Em um momento marcado por alternativas ao casamento tradicional, a fidelidade conjugal continua sendo a melhor fonte de prosperidade as famílias.| Foto: Bigstock

Na Odisseia de Homero, conhecemos a história de Penélope, uma mulher que esperou fielmente o marido, Odisseu, retornar da guerra. Apesar de receber a atenção de mais de 100 pretendentes, a rainha de Ítaca usou da diplomacia e da astúcia para adiar as investidas dos homens por 20 anos, tecendo simbolicamente um sudário funerário para ganhar tempo. Ela só considerou a ideia de se casar novamente quando foi possível confirmar que Odisseu havia morrido.

Mas e quanto a Odisseu? Foi fiel a Penélope? Isso depende de como você olha para a situação. Durante sua árdua jornada pelo oceano na volta para casa, ele encontrou duas mulheres sedutoras. A primeira, Circe, usou sua magia para encantar Odisseu, atendendo a todos os seus desejos íntimos. No entanto, depois de um ano de conforto em uma ilha, o personagem pediu para ser liberado com sua tripulação, para que pudessem retornar a seus lares.

Mais tarde, na jornada, Odisseu naufragou e se viu sozinho em outra ilha, onde a ninfa obcecada Calipso o manteve como prisioneiro amoroso por sete anos. Ela ofereceu ao guerreiro a imortalidade se ele ficasse e se tornasse seu marido para sempre. Mas, todos os dias, Odisseu ia à prara para chorar e rezar, ansiando pelo retorno à esposa e ao filho.

Zeus interveio, e Calipso foi forçada a libertá-lo. E ele finalmente chegou em casa para um encontro épico com Penélope.

Minha interpretação dos envolvimentos de Odisseu é a de um herói que cai, mas triunfa no final pela virtude da fidelidade. O compromisso com o casamento muitas vezes é repleto de dificuldades e erros, mas o que importa é reverter a situação, curar feridas e perseverar no amor conjugal fiel.

O que é a fidelidade conjugal?

Na linguagem moderna, a fidelidade conjugal frequentemente é entendida como a abstenção de relações sexuais com qualquer pessoa que não seja o cônjuge. Porém, isso envolve não apenas uma simplificação exagerada, mas também uma hiperfocalização no aspecto sexual do casamento.

Se o casamento é o que a lei natural ensina –  ou seja, a união de um homem e uma mulher que se doam completamente um ao outro (mentes, vontades, corações e corpos), estão abertos para a procriação, concordam com uma união vitalícia e são exclusivos (sem parceiros paralelos permitidos) –, então não se trata apenas de manter as mãos longe de outras pessoas, mas principalmente de ser fiel ao presente completo de si mesmo que é dado e recebido no casamento.

Portanto, podemos distinguir diferentes tipos de infidelidade que prejudicam várias áreas da união conjugal. A infidelidade da mente e da vontade envolve o desejo ou anseio intelectual por intimidade com outra pessoa fora do vínculo matrimonial, o que inclui negligenciar o cuidado com o cônjuge, mesmo que nenhuma outra pessoa esteja envolvida.

EXERCÍCIOS:
1. Responda com base no texto sobre fidelidade conjugal:
(a) Por quantos anos Penélope adiou as investidas dos pretendentes?
(b) Por quanto tempo Calipso manteve Odisseu como prisioneiro amoroso?
(c) Na linguagem moderna, como a fidelidade conjugal é frequentemente entendida?
2. Traduza para o inglês esta frase do texto sobre fidelidade conjugal: "Zeus interveio, e Calipso foi forçada a libertá-lo."
3. Retome o texto sobre fidelidade conjugal a partir do ponto em que ele termina.

DADOS BRUTOS:

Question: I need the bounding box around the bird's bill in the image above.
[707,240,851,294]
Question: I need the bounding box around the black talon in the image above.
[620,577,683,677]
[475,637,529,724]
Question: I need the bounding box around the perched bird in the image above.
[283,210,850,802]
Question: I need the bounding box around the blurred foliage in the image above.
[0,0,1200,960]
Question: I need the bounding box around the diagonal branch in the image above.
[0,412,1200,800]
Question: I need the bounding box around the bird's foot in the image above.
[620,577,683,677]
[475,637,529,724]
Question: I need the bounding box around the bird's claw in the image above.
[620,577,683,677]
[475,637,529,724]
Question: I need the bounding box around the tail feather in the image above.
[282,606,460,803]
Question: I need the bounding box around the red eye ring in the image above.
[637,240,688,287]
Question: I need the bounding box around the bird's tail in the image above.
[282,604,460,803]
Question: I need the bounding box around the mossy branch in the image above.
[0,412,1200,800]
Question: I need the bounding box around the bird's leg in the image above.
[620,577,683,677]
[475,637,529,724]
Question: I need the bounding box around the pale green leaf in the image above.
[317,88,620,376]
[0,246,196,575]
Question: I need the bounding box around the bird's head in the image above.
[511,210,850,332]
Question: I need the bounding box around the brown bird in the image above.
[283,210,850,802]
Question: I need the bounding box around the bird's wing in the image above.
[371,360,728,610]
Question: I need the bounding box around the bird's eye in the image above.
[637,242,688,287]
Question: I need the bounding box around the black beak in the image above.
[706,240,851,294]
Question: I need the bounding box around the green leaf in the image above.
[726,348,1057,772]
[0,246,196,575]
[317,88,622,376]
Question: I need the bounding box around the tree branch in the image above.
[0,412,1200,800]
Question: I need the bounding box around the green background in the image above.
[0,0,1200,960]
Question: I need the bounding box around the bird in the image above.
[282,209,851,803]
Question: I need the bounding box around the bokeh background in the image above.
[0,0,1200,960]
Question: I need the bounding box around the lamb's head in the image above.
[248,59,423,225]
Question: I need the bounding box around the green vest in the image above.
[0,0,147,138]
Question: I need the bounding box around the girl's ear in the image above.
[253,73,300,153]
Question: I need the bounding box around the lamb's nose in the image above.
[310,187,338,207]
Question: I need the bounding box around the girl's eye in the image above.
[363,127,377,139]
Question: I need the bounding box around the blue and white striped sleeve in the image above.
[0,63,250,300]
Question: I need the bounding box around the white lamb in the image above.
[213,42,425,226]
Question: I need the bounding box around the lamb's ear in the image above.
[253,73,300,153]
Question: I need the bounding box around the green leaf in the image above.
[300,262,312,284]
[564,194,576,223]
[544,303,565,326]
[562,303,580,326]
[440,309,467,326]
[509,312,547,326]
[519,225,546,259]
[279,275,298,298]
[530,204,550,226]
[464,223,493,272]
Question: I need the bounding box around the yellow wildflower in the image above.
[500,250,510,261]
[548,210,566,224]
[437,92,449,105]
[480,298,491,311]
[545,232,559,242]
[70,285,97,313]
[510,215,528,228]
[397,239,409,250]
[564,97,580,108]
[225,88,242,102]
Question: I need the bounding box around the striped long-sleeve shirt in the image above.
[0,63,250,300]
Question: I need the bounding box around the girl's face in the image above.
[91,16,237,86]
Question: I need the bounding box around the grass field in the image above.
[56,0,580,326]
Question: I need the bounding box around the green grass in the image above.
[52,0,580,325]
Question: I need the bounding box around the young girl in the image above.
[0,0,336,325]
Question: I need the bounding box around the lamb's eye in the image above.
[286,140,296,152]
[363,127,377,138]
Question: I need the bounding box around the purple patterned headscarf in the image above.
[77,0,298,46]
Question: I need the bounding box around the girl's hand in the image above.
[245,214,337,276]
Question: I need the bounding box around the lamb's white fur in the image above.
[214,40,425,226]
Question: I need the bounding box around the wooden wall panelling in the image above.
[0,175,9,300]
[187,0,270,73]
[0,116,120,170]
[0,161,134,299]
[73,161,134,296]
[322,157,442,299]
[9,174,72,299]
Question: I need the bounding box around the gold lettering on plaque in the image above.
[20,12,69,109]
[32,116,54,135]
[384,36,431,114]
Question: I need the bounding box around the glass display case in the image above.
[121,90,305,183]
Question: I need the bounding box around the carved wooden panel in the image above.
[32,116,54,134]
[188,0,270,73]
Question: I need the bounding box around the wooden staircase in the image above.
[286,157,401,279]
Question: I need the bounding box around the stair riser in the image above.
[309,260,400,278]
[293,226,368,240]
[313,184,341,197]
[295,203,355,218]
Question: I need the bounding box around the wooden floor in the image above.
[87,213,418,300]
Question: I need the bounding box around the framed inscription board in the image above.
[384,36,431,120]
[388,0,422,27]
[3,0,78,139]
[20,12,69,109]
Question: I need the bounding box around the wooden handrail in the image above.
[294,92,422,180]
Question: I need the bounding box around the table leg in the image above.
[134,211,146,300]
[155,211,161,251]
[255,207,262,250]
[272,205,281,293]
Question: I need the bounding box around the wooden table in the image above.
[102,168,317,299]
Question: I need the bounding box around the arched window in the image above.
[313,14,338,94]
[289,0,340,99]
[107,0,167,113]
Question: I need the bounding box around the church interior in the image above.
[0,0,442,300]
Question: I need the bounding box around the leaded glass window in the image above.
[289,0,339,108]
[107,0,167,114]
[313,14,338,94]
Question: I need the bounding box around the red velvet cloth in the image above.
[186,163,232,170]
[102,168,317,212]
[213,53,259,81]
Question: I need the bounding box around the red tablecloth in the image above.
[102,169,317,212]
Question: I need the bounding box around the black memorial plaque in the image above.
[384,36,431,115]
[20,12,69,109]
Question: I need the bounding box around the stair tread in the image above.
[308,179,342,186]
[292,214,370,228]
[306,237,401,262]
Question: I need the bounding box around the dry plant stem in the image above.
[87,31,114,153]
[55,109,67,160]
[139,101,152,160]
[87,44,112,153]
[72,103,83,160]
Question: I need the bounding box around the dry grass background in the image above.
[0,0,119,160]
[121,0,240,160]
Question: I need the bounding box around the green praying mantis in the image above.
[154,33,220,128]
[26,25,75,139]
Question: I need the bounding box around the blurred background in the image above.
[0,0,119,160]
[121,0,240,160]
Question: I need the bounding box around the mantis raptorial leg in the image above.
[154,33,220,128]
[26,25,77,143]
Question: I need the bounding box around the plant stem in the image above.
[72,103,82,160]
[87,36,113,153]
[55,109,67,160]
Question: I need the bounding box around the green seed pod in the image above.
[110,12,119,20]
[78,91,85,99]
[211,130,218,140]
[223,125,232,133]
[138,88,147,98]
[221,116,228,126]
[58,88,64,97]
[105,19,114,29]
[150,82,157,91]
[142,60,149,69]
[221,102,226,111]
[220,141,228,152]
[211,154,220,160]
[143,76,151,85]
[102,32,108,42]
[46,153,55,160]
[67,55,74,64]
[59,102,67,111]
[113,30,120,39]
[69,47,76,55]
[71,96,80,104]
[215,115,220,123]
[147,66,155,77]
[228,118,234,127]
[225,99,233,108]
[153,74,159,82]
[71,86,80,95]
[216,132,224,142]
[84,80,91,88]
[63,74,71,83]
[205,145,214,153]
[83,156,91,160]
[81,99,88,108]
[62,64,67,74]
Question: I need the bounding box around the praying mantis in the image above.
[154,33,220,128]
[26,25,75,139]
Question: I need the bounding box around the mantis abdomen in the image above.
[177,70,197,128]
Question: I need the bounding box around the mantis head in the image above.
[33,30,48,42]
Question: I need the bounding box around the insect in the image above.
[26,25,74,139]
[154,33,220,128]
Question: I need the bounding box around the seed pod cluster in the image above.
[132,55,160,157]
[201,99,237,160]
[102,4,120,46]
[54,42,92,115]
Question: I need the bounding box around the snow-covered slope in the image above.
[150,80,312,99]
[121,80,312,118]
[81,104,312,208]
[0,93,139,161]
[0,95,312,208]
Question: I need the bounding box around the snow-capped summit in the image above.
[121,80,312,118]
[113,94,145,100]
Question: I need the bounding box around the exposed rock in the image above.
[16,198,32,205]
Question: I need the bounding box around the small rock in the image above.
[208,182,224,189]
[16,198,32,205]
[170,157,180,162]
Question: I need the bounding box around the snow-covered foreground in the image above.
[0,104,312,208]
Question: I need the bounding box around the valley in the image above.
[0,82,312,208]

RESPOSTAS:
1.
(a) Por 20 anos.
(b) Por sete anos.
(c) Como a abstenção de relações sexuais com qualquer pessoa que não seja o cônjuge.

2. Zeus intervened, and Calypso was forced to release him.

3.
A infidelidade emocional, por outro lado, envolve desviar o coração, permitindo que os sentimentos se apeguem a outra pessoa e/ou negligenciando as necessidades emocionais do cônjuge. E a infidelidade física, é claro, envolve o corpo e consiste em ceder a atos físicos externos, incluindo afetos sexuais e/ou negligenciando as necessidades físicas e sexuais do cônjuge.

Essencialmente, é possível trair não apenas através do sexo, mas de várias maneiras, incluindo o estabelecimento de laços intelectuais e/ou emocionais com um amigo do sexo oposto que não seja o cônjuge. De fato, a infidelidade intelectual e emocional muitas vezes é o degrau que leva ao escorregão para a infidelidade sexual.

Somos unidades de corpo e alma, e o compartilhamento de nossas almas (por meio de nossas mentes e emoções) naturalmente leva ao compartilhamento de nossos corpos. Portanto, proteger o amor conjugal inclui direcionar nossos tesouros mais íntimos para o cônjuge e evitar apelos alternativos, como fez Penélope. Ou, depois de cair, levantar-se novamente, como Odisseu.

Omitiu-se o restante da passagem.